— TRY IT —
Every record below must come back exactly as written, with the images dropped.

(Point-per-instance localization data)
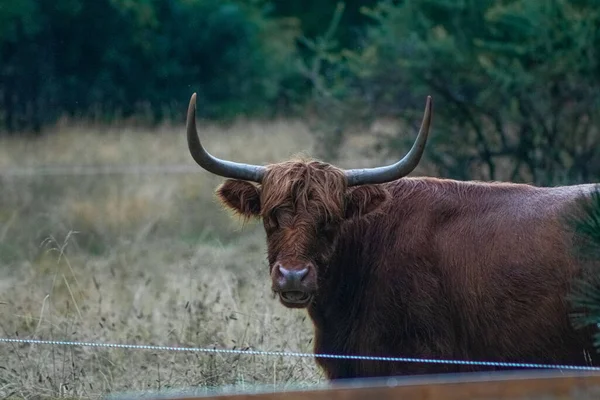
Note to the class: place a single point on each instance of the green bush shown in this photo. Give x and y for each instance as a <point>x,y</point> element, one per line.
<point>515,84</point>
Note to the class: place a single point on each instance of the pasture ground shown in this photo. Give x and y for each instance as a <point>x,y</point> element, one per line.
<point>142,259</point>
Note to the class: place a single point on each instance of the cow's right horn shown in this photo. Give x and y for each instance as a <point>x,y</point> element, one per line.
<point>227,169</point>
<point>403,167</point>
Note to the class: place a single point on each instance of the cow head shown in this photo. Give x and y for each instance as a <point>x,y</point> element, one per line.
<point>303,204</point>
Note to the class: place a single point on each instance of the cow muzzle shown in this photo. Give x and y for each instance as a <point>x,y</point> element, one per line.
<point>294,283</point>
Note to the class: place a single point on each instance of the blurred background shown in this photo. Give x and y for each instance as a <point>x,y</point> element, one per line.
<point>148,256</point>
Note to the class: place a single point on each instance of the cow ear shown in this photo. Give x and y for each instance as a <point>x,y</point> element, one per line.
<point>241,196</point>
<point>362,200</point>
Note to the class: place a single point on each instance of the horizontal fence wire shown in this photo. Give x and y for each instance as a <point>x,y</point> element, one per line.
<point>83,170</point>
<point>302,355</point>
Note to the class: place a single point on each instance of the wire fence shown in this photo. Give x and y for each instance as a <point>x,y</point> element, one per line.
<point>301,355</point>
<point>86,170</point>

— COMPLETED TASK —
Note to the class: place a single point on each instance of the green bush shown in this photo. Give x and y for each instance as a <point>x,y</point> element, one per line.
<point>515,84</point>
Note to the class: place a single point on each instance of the pasture ground shown in this photo. Give x and y for each instance as a <point>x,y</point> element, one per line.
<point>142,259</point>
Note to the class: place a single point on each instance of the cow's right horn shown in this photo. Give x and y for each instance as a <point>x,y</point> element, one per line.
<point>227,169</point>
<point>403,167</point>
Note to the class: place a single point on each instance of the cow head shown in this photo. Give x and y for each instance as a <point>x,y</point> element, one per line.
<point>303,204</point>
Note to the class: place a single point on each instance of the cow muzzle shown in this photo. Give x and y for each instance as a <point>x,y</point> element, one per line.
<point>294,283</point>
Note to the class: place a single point on each instance of the blurred background shown in this photo. Give x and y for each instance as a <point>x,y</point> element, one per line.
<point>148,256</point>
Note to the class: place a single point on each instance of the cow ear shown in this photo. Give x and y for each instance as a <point>x,y</point> element, one per line.
<point>241,196</point>
<point>362,200</point>
Note to the class: place a single point on each instance of the horizontal fence wire shown in this photo. Give x and y for each instance as a <point>x,y</point> element, one per line.
<point>83,170</point>
<point>302,355</point>
Note to the class: place a single point on each instance of the wire fence shown in this photo. Give x and y for each instance as a <point>x,y</point> element, one per line.
<point>301,355</point>
<point>86,170</point>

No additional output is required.